* TO BE DONE: Show each line of the rows below that contains the string "covered".

○ ○ ○ ○ ○ ○ ○

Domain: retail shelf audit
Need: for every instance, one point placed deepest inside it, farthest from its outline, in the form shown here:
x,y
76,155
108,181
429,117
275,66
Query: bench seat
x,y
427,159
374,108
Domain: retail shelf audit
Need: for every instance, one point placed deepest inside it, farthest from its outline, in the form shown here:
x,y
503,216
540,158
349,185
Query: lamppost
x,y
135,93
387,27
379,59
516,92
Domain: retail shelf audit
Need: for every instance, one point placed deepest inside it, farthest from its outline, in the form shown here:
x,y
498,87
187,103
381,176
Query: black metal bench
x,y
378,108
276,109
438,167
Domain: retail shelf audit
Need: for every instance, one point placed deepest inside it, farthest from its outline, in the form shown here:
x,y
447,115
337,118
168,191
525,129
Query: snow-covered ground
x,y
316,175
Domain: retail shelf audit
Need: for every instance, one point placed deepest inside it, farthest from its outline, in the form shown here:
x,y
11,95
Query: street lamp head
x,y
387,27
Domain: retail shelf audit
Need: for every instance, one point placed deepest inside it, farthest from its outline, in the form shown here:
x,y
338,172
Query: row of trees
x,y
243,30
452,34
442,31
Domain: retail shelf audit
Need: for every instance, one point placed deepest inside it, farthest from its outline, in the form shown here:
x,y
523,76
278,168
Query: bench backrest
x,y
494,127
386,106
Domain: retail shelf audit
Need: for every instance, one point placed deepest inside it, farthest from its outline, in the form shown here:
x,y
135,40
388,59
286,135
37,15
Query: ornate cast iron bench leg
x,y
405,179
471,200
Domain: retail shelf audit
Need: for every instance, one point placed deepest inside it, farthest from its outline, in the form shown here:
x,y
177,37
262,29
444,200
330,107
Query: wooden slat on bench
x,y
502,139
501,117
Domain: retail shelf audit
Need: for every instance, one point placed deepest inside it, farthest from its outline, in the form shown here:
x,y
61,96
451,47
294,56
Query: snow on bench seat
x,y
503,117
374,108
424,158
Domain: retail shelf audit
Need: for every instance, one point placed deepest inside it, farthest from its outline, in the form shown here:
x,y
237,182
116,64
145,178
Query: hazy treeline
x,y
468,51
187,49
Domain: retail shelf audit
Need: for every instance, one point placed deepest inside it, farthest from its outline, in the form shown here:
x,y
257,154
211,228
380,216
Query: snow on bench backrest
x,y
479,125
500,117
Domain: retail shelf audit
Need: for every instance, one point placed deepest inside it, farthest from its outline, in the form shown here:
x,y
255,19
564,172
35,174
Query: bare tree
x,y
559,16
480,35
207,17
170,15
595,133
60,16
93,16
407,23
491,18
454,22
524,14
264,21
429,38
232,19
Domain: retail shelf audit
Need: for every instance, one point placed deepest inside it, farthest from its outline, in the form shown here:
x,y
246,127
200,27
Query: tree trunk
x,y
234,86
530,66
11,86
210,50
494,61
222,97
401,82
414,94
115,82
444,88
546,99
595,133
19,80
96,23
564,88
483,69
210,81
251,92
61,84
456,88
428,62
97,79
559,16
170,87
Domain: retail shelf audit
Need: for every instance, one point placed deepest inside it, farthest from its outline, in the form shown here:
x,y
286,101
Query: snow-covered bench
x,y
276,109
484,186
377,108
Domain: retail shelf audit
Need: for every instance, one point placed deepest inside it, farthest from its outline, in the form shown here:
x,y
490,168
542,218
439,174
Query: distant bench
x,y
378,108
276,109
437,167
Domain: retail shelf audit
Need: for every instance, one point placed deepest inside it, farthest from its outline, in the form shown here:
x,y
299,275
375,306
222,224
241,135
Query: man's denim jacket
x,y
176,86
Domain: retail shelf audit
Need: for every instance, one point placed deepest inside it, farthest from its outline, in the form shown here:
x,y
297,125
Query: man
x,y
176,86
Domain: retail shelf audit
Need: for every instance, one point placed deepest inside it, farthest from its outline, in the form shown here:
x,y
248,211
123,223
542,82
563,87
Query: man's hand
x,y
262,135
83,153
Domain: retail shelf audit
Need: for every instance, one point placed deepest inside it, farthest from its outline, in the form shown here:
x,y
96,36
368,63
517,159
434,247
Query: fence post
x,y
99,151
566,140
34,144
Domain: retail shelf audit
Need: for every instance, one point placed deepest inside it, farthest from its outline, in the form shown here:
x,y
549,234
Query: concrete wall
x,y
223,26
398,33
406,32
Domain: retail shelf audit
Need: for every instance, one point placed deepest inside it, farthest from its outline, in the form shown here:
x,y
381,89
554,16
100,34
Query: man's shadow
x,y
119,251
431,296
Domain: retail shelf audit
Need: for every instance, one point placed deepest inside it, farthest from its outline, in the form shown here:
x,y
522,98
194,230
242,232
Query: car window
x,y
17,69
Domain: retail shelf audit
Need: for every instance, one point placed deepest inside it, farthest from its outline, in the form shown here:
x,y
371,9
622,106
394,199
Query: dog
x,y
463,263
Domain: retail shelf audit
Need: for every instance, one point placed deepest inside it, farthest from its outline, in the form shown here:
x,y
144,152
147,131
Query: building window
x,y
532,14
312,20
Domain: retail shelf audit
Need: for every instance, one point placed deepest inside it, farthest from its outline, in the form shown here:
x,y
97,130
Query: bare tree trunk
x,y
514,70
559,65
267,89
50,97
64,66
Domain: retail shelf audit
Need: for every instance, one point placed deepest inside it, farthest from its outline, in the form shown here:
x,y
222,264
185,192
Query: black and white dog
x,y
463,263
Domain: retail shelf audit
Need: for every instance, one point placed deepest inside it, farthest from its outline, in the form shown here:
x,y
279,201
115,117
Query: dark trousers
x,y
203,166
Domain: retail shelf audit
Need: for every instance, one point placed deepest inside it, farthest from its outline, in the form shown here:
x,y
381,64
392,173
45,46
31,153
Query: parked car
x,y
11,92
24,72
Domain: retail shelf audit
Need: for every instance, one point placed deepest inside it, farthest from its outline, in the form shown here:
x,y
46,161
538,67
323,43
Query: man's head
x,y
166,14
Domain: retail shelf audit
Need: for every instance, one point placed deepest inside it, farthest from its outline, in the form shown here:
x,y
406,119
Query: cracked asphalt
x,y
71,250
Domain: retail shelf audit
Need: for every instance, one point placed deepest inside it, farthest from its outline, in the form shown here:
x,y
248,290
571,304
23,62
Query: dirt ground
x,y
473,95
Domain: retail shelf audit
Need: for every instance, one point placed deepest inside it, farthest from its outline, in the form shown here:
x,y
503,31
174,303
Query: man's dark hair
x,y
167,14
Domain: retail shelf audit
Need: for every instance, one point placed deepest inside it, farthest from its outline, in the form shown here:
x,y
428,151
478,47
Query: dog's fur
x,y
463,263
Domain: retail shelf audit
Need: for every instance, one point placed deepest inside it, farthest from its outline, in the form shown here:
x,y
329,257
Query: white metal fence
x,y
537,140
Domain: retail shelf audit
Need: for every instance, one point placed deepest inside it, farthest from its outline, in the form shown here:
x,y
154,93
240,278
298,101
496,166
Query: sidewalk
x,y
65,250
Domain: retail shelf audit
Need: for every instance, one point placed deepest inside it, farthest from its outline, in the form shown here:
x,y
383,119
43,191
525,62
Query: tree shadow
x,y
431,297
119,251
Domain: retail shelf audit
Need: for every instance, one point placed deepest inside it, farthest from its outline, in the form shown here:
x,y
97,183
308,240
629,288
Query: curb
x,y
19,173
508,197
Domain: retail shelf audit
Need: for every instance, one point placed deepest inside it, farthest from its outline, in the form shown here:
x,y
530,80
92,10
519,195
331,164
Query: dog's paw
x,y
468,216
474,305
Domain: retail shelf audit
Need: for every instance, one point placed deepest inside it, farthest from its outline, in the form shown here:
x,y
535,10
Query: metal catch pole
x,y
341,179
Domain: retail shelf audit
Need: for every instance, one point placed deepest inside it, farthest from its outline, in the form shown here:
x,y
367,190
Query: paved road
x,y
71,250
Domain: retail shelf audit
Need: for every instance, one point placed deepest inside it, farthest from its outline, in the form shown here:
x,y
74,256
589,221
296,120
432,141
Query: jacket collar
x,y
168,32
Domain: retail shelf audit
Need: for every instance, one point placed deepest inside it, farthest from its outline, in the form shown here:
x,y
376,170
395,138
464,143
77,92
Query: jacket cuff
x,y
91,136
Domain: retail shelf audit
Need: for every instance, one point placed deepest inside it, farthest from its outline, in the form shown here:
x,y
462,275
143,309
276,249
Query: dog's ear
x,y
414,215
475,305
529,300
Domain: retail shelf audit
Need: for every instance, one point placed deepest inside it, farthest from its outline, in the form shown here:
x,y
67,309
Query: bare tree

○ ○ ○ ○ ○ ○ ○

* THE RESPONSE:
Query: snow-covered ground
Query: snow-covered bench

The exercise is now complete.